== The data ==
------------

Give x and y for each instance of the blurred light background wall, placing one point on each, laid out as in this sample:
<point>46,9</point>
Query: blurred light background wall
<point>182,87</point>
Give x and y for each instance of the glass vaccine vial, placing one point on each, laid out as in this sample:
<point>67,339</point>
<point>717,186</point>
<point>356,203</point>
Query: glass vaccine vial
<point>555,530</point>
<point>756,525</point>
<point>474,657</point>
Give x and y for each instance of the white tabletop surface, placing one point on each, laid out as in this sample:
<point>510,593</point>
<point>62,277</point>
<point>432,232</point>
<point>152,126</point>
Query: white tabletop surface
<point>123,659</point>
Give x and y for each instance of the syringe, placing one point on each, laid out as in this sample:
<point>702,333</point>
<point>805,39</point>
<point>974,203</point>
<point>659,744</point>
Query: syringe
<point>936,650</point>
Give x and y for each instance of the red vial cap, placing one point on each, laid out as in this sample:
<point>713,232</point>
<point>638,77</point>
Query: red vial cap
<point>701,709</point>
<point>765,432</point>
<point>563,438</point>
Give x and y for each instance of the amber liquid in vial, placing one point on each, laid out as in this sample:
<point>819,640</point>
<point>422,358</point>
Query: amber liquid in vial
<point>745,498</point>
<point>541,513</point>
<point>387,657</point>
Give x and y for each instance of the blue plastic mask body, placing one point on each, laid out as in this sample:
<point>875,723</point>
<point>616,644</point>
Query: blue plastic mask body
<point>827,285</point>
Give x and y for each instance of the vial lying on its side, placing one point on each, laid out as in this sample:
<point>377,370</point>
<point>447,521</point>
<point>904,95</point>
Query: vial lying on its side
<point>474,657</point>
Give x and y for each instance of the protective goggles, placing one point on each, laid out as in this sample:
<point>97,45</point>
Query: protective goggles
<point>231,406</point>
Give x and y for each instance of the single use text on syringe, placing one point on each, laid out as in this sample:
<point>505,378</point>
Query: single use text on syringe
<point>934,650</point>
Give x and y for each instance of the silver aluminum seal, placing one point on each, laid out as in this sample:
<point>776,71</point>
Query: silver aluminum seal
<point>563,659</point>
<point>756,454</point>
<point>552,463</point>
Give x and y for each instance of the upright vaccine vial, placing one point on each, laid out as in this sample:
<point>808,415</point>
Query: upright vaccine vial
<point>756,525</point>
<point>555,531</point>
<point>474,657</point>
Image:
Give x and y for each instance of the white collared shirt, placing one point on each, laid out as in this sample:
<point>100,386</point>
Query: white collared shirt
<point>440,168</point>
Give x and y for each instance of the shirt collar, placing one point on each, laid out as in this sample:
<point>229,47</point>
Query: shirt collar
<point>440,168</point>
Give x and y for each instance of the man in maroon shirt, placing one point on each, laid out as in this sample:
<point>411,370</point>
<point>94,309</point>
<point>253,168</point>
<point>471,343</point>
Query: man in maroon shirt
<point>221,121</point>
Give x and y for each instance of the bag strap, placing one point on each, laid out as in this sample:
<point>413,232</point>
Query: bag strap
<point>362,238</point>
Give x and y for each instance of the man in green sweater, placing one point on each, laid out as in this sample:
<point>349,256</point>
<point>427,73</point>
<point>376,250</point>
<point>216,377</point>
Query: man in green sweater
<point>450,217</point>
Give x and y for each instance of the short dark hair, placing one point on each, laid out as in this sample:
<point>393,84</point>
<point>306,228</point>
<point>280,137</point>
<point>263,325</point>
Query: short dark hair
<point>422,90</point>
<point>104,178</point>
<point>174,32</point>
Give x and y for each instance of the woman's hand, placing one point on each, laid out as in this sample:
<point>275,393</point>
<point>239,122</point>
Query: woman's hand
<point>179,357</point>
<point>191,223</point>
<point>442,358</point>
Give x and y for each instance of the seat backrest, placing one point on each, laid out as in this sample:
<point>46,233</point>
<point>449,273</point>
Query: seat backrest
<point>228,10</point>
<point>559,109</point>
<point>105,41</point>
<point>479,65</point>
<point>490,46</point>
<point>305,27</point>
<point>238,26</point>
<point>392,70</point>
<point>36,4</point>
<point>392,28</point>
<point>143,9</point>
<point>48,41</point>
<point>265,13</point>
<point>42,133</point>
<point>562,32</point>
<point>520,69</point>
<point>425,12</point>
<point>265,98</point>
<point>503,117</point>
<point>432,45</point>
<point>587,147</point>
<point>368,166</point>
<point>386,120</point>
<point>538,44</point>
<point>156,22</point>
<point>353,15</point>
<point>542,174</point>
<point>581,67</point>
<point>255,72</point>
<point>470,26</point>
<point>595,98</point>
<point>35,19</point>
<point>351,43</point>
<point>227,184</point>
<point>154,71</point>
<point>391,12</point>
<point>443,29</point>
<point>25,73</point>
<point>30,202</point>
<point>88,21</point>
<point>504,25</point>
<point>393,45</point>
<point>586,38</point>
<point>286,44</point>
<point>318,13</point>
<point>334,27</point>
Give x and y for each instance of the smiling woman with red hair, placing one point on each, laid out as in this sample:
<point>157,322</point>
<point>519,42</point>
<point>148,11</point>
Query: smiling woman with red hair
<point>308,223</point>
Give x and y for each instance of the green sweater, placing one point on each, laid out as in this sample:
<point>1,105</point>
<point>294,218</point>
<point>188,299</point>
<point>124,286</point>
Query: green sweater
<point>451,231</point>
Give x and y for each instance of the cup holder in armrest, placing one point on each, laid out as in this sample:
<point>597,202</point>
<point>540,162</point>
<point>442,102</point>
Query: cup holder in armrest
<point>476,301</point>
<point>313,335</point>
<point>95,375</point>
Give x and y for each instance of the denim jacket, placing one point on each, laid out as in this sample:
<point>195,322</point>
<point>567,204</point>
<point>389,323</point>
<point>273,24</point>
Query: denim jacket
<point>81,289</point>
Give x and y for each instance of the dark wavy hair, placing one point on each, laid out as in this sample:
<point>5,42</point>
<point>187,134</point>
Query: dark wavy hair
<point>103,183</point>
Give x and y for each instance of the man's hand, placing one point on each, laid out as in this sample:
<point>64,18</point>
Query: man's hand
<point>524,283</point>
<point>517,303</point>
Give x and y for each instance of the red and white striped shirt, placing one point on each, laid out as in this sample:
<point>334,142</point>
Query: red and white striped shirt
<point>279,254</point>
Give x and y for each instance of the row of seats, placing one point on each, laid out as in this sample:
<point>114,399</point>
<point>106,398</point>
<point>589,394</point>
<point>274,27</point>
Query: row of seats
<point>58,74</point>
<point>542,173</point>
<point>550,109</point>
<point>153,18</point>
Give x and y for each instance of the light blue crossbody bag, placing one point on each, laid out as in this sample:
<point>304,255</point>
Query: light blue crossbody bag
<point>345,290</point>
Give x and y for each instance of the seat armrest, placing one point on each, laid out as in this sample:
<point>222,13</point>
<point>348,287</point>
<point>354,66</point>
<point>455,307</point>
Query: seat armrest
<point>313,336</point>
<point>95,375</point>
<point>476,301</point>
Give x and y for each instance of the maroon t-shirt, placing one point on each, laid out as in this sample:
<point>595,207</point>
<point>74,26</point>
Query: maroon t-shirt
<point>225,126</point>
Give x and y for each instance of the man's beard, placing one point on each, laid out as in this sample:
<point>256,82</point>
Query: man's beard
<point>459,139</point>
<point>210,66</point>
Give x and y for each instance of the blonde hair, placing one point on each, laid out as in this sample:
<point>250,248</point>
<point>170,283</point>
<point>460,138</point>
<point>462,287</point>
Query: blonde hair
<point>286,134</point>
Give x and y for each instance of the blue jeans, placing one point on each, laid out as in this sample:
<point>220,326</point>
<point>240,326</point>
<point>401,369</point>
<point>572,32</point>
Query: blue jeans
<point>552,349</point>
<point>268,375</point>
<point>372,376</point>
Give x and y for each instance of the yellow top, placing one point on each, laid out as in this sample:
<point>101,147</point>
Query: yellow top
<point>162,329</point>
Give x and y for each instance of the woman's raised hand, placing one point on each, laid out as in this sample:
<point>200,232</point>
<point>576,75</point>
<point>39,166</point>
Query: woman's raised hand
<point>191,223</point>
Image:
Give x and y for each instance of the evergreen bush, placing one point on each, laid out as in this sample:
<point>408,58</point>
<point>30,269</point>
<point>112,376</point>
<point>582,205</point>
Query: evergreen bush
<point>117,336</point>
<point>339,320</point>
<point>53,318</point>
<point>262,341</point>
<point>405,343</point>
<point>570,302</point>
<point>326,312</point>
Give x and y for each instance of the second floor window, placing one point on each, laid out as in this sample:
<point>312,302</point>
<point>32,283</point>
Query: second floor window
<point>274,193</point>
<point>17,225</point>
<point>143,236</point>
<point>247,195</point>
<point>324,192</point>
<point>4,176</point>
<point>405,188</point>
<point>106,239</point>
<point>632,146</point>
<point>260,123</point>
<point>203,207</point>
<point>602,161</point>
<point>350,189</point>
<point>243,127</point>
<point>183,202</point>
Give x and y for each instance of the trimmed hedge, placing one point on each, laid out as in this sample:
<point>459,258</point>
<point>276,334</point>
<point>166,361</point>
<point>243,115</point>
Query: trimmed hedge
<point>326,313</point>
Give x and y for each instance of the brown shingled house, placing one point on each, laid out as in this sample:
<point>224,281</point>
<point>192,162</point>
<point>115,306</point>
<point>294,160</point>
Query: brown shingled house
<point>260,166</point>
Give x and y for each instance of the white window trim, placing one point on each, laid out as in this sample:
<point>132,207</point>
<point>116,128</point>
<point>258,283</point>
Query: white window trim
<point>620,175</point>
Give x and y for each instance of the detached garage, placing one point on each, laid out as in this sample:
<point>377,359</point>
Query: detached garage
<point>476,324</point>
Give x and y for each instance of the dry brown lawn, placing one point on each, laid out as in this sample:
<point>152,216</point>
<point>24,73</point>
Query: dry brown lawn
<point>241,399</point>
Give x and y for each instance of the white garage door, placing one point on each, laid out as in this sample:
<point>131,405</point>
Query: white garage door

------------

== Aim of the task ==
Using the records above, copy all lines that include the word "door".

== Response for this exercise ==
Give x and y for each instance of the white garage door, placing one point on each, laid out as in this sample:
Query: white garage door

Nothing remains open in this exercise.